**EXTRACTED DATA**

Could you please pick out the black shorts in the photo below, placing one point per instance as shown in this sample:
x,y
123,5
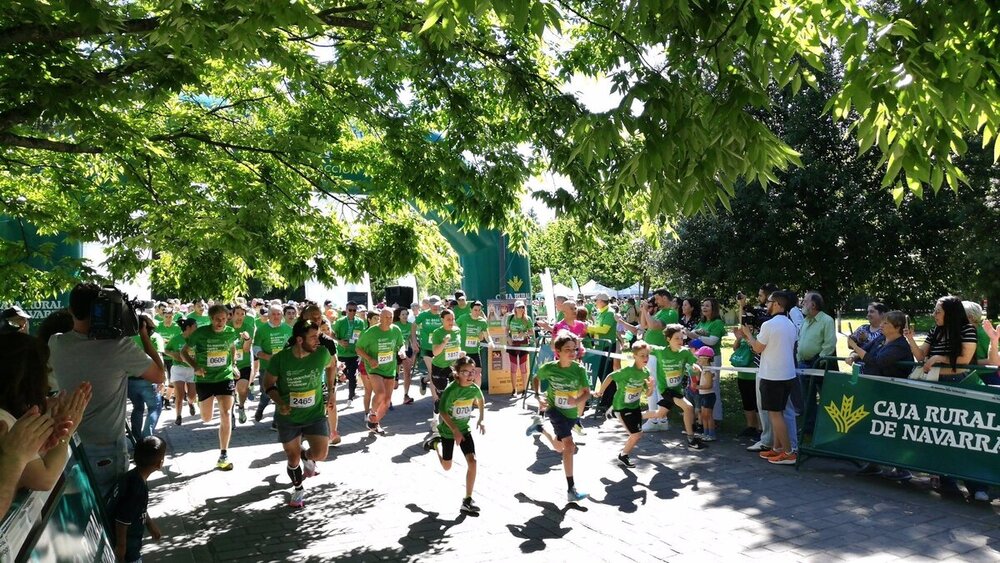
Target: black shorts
x,y
217,389
774,394
748,393
468,446
632,418
707,400
562,426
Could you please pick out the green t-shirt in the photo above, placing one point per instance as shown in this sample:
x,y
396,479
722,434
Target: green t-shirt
x,y
243,360
383,346
715,328
665,316
213,351
458,402
630,381
462,312
472,329
565,385
670,367
175,344
300,384
520,330
271,339
427,323
452,351
346,329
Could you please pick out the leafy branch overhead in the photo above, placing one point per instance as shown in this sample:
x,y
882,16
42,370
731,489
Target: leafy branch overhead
x,y
237,133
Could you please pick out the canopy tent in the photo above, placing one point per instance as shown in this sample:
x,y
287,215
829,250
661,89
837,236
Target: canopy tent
x,y
631,291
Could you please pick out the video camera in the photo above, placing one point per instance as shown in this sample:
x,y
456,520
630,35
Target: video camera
x,y
113,315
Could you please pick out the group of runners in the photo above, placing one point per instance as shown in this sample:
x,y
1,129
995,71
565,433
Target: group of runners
x,y
299,354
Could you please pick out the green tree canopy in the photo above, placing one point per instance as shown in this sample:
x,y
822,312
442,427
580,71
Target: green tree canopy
x,y
211,133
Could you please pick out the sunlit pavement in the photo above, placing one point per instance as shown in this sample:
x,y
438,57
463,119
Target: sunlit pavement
x,y
383,498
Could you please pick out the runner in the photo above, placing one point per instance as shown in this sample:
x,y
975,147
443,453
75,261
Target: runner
x,y
294,381
182,377
520,333
568,387
457,402
210,351
347,329
400,319
269,339
426,323
671,363
632,383
246,330
475,329
379,347
446,345
313,313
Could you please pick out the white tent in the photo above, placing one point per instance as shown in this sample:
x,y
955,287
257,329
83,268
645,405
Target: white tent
x,y
631,291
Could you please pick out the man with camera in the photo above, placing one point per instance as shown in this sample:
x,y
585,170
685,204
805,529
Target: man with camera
x,y
99,350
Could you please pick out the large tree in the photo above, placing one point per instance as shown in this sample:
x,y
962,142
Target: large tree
x,y
218,135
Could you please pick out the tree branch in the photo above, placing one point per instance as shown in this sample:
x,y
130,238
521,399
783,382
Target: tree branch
x,y
12,140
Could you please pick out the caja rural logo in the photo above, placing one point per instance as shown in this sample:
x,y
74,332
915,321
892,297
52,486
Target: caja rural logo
x,y
845,416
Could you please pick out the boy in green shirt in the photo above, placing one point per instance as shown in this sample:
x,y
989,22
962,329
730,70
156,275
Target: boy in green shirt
x,y
671,364
569,387
631,383
457,402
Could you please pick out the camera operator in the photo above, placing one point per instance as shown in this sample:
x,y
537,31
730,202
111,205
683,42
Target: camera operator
x,y
106,364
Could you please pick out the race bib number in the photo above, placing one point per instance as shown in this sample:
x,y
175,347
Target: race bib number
x,y
461,409
564,399
302,400
632,394
217,359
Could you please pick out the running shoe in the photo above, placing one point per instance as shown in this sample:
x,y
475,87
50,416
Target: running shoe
x,y
470,507
224,464
431,443
784,458
298,498
309,469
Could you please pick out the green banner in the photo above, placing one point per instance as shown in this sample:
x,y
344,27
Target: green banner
x,y
913,424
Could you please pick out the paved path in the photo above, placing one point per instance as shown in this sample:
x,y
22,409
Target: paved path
x,y
385,499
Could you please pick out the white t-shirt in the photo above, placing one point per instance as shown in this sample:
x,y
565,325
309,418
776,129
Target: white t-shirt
x,y
777,361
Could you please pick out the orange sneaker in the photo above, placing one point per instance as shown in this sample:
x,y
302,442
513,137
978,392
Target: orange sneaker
x,y
785,458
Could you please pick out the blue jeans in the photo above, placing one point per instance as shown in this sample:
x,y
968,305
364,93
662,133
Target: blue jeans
x,y
144,398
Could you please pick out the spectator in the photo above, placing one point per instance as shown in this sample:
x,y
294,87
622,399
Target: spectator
x,y
817,338
106,364
24,388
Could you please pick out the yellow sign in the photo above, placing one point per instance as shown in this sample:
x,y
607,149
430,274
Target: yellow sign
x,y
515,283
844,418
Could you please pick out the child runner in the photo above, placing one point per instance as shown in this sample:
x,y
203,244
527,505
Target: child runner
x,y
671,363
706,392
457,402
129,500
632,383
568,387
294,381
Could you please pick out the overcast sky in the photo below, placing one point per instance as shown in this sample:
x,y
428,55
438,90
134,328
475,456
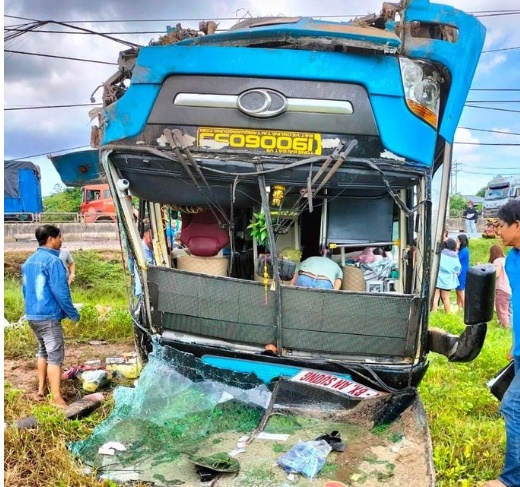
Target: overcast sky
x,y
35,81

**STATED TASK**
Starting with the line containing "Could you please pick out the child" and going on through the end of the entries above, render each line as a string in a JSON list, skipping blank lines and leaving out the pictures.

**TASK RESPONSE**
[
  "Could you please pick out the child runner in the photo above, placing one point per instance as shown in this sample:",
  "x,y",
  "203,244",
  "527,505",
  "Target: child runner",
  "x,y",
  "671,363",
  "706,392",
  "457,402",
  "129,500",
  "632,383",
  "568,387",
  "294,381",
  "Could you please pick out the overcast sky in the photo below, placing one point per instance as shown in this sample:",
  "x,y",
  "428,55",
  "438,90",
  "134,328",
  "475,456",
  "Target: overcast sky",
  "x,y",
  "35,81"
]